* **Passage shown**
## begin

FUEL SYSTEM ABNORMAL PROCEDURES

ABNORMAL PROCEDURES Pages A4 and A5 of King Air Academy's Emergency and Abnormal Checklist cover potential fuel system malfunctions. Read these procedures now. (You will find them in the Flight Training Notes book, next-to-last chapter.)

FUEL SYSTEM LIMITATIONS - USING AVGAS

Additionally, when aviation gasoline is used as an emergency fuel... 1. Operation is limited to 150 hours between engine overhauls. 2. Operation is limited to 20,000 feet pressure altitude or below if either Standby boost pump is inoperative. 3. Crossfeed capability is required for operation above 20,000 feet pressure altitude. Let's examine each of these limitations and learn some of the reasons behind them.

FUEL SYSTEM How often drain fuel?

Begin by draining all locations before the first flight of the day. If possible, do it before the airplane has been moved, so there is more chance that the heavier contaminants will have settled and stayed down at the drain locations After you have done this four or five times, and if all locations are coming out clean consistently, then—only then—consider increasing the time interval between the messy draining chore. We get uneasy when more than a month goes by without all drains being given attention. Remember, according to the Flight Manual—the "Bible" for operation—it is always done as part of a complete preflight inspection.

FUEL SYSTEM Fuel Vent System

Beneath the wing just outboard of the main wheel well are two openings into and out of the fuel vent system. First opening which is recessed into the wing skin in such a manner that its blockage with ice is unlikely. Second opening is at the end of a short pipe, and it is angled to receive ram air pressure into the vent as the airplane flies. Since this pipe is a likely ice collector, it is wrapped with a wire heating element protected inside a rubber sheath. The appropriate (left or right) Fuel Vent Heat switch in the cockpit sends current to the heating element. Both of these openings feed air to the same vent lines, so that if either one is open all the tanks (main and auxiliary) should receive positive pressure. However, the design of the lines and an associated check valve direct any fuel which must vent overboard to flow only through the heated pipe vent so that it will drop free and clear of the wing structure and pose less hazard of fire or explosion.

FUEL SYSTEM Fuel Vent System additional back up fuel vent

Beside the two main opening for fuel vent there is another path through which air can enter the main tank. It is a small hole in the bottom wing skin near the wing tip. In the unlikely event that the recessed and heated vents both are blocked, or that the line they connect to become clogged, then a vacuum relief valve will open when the engine has consumed enough fuel to create a slight suction in the tanks, and air will be drawn in through this opening. This opening is meant only as an alternate air inlet path to the tanks. If any fuel is observed dripping from this vent during your preflight inspection, it is incorrect...indicative of a leaky check valve or loose connection. If the narcelletank is full the fuel will vent into the aux tank first. Only if the auxiliary tank were full should expanding fuel vent onto the ramp through the heated fuel vent.

## end

* **Task material**
## begin

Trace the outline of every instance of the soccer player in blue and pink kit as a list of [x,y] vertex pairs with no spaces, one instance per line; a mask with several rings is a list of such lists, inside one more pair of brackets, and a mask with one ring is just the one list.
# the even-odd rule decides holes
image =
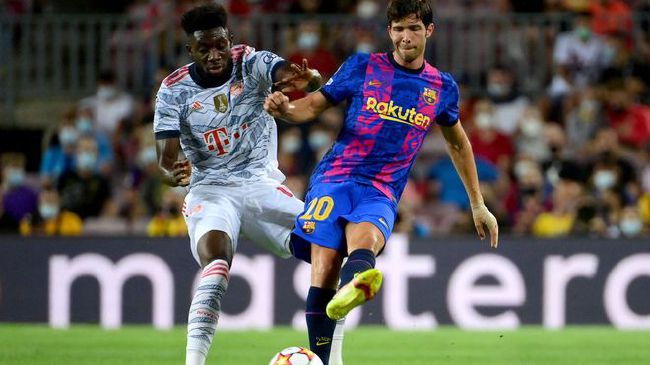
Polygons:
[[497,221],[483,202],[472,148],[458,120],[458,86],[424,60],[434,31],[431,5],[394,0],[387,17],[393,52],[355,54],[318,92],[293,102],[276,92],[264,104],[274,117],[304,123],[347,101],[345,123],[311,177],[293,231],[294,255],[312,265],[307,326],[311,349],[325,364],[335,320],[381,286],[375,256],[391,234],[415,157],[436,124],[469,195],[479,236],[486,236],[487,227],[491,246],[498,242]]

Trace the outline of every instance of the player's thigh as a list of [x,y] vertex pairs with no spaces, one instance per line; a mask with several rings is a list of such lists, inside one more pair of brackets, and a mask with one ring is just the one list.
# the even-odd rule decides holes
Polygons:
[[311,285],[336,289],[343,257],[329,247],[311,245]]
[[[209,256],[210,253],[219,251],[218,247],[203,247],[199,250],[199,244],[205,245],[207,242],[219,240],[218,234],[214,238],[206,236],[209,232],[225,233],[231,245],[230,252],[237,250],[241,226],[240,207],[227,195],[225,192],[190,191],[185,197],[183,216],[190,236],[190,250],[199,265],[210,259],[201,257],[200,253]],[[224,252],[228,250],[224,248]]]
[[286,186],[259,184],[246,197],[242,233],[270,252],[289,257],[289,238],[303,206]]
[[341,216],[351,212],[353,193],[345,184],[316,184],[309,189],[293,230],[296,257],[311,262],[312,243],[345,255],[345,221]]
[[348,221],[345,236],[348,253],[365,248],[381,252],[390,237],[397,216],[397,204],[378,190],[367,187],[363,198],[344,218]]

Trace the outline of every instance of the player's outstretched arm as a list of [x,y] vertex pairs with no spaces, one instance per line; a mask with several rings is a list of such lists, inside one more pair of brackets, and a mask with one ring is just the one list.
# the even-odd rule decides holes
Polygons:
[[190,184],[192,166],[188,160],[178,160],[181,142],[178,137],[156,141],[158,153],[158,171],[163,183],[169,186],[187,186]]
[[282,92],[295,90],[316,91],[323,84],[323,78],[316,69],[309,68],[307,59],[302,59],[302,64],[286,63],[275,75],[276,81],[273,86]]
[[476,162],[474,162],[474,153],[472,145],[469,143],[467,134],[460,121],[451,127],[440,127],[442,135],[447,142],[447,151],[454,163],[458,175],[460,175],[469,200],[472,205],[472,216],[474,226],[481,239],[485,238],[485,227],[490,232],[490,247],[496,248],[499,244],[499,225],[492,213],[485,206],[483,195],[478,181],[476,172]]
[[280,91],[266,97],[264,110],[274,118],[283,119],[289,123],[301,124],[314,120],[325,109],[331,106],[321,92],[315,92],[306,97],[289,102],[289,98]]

## end

* **Work to do**
• A. In the fuel system passage, what is the limit on hours between engine overhauls when aviation gasoline is used as an emergency fuel?
• B. Reproduce the records verbatim, starting at the line that contains "Trace the outline of every instance of the player's outstretched" and stopping after the final line of the records.
The fuel system passage has no connection to the records.

* **Exercise responses**
• A. 150 hours.

• B.
Trace the outline of every instance of the player's outstretched arm as a list of [x,y] vertex pairs with no spaces, one instance per line; a mask with several rings is a list of such lists, inside one more pair of brackets, and a mask with one ring is just the one list.
# the even-odd rule decides holes
Polygons:
[[190,184],[192,166],[188,160],[178,160],[181,142],[178,137],[156,141],[158,153],[158,171],[163,183],[169,186],[187,186]]
[[282,92],[295,90],[316,91],[323,84],[323,78],[316,69],[309,68],[307,59],[302,59],[302,64],[286,63],[275,75],[276,81],[273,86]]
[[476,162],[474,162],[474,153],[472,145],[469,143],[467,134],[460,121],[451,127],[440,127],[442,135],[447,142],[447,151],[454,163],[458,175],[460,175],[469,200],[472,205],[472,216],[474,226],[481,239],[485,238],[485,227],[490,232],[490,247],[496,248],[499,244],[499,225],[492,213],[485,206],[483,195],[478,181],[476,172]]
[[280,91],[266,97],[264,110],[274,118],[283,119],[289,123],[301,124],[314,120],[325,109],[331,106],[321,92],[315,92],[306,97],[289,102],[289,98]]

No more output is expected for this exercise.